Required work
A – Per the passage on Europe's private rental sector, what share of the housing stock in the 28 EU countries was rented at a market price in 2014?
B – Write what comes next in the passage on Europe's private rental sector, continuing from its final sentence.

Excerpt to read
The Private Rental Sector (PRS) currently plays a relatively limited but stable role in European housing markets, as in many countries its decline in market share has stabilised (Peppercorn and Taffin 2013; Ball 2010; Gilbert 2003; Scanlon and Whitehead 2011). According to Eurostat data, 19 per cent of the housing stock in the 28 countries of the European Union (EU) was rented at a market price in 2014. Home-ownership is the dominant tenure form in European countries, except in Germany and Switzerland, where private rentals have been supported by the housing system since the early twentieth century. As the share of the PRS is relatively high in both of these countries and renters’ rights are secure, many mainstream households see the sector as a competitive part of the general housing market. Private rental housing plays different roles on housing markets when it provides housing solutions for low-income and marginalised households, as well as for higher-income groups, as is the case in the Netherlands (Haffner et al. 2009). The PRS has also increasingly become attractive to affluent groups in a number of countries. On the demand side, upmarket private rentals fit the dynamic lifestyle of the new creative class, as well as the mobile workforce . On the supply side, the upper-middle class may see a benefit from a financial investment in the PRS as a way of supplementing their retirement income.
The potential role of the PRS in offering alternative housing options may be important in Central and Eastern European countries, where home-ownership has become predominant as a result of the post-transition privatisation wave. Furthermore, the expansion of affordable housing options could include private renting options based on (temporary) state support. Therefore, the PRS may play a key role in the future of post-socialist countries’ housing regimes (Hegedüs et al. 2014). The aim of this chapter, therefore, is to provide a historical overview of the development of the PRS in Western European countries and offer insight into key factors that may influence its development in transition countries.

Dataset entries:
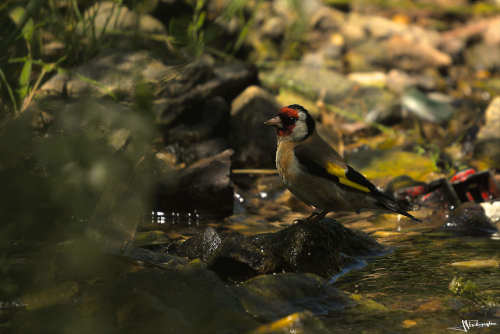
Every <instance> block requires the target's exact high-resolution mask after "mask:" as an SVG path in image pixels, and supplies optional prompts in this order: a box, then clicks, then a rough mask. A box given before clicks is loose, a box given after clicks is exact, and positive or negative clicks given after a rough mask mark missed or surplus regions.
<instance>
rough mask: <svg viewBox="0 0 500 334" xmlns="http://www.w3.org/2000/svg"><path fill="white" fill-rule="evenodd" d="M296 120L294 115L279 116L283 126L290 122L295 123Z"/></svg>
mask: <svg viewBox="0 0 500 334" xmlns="http://www.w3.org/2000/svg"><path fill="white" fill-rule="evenodd" d="M296 121H297V118H296V117H291V116H288V115H282V116H281V122H282V123H283V125H284V126H285V127H287V126H290V125H292V124H295V122H296Z"/></svg>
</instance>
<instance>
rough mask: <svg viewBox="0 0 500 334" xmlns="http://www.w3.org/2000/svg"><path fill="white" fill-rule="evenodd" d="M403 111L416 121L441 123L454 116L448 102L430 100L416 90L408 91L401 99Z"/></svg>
mask: <svg viewBox="0 0 500 334" xmlns="http://www.w3.org/2000/svg"><path fill="white" fill-rule="evenodd" d="M401 104H402V107H403V108H404V110H406V111H408V112H410V113H412V114H413V115H415V116H416V117H417V118H418V119H421V120H424V121H428V122H432V123H442V122H446V121H448V120H449V119H450V118H451V117H452V116H453V114H454V111H455V110H454V109H453V107H452V106H451V104H450V103H449V102H443V101H440V100H436V99H431V98H430V96H426V95H425V94H423V93H422V92H420V91H419V90H417V89H414V88H412V89H410V90H408V91H406V93H405V94H404V95H403V96H402V97H401Z"/></svg>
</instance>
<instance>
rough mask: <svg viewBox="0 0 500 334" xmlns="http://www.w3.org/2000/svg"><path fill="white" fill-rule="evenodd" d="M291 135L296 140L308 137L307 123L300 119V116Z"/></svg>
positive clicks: (293, 139) (302, 138)
mask: <svg viewBox="0 0 500 334" xmlns="http://www.w3.org/2000/svg"><path fill="white" fill-rule="evenodd" d="M291 136H292V139H293V140H294V141H301V140H303V139H304V138H305V137H307V124H306V122H305V121H304V120H301V119H300V116H299V120H298V121H297V122H296V123H295V127H294V128H293V132H292V134H291Z"/></svg>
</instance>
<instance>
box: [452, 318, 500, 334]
mask: <svg viewBox="0 0 500 334" xmlns="http://www.w3.org/2000/svg"><path fill="white" fill-rule="evenodd" d="M497 325H498V324H497V323H496V322H493V321H486V322H481V321H479V320H462V322H461V323H460V325H459V326H457V327H448V329H452V330H455V331H460V332H465V333H467V332H468V331H470V330H471V329H473V328H488V327H493V326H497Z"/></svg>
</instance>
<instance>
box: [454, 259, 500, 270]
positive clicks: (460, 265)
mask: <svg viewBox="0 0 500 334" xmlns="http://www.w3.org/2000/svg"><path fill="white" fill-rule="evenodd" d="M451 265H452V266H454V267H460V268H468V269H484V268H498V267H500V262H498V260H495V259H490V260H471V261H460V262H453V263H451Z"/></svg>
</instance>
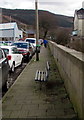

Responses by task
A – 19 per cent.

B –
To provide a context for the analysis of the PRS in the post-socialist countries, the chapter clarifies the term ‘private rental’ in the section titled ‘Tenure Types and Landlord Types’ and explains its different meanings. This section presents an overview of the various forms of private rental tenure. It draws attention to the legal-economic relationship of the actors in the PRS and the sociological/legal meaning of the PRS in the context of national housing regimes. In the section titled ‘The Historical Development of the Private Rental Sector in Western Europe’, we describe the four dominant housing policy approaches of the last century that have impacted the changing position of the PRS, but not necessarily in the same way. The section titled ‘Rent Regulation and the Subsidisation of Private Renting’ focuses on key areas of housing policy intervention in the PRS that could help explain the development of the sector. The section ‘The State of Private Renting in Europe’ summarises the development of the PRS in the countries, especially in those where either a large PRS has been preserved in this century or where its market share has significantly increased in this century. The final section ‘A Future for Private Renting’ sets out the authors’ insights regarding various aspects of the sector’s future development.
Tenure Types and Landlord Types
Tenure structure is a key and dynamic characteristic of European housing systems. It reflects the social, cultural, economic, and legal use of housing as a consumer good as well as an asset. It defines the opportunities for the types of landlords that operate in a country.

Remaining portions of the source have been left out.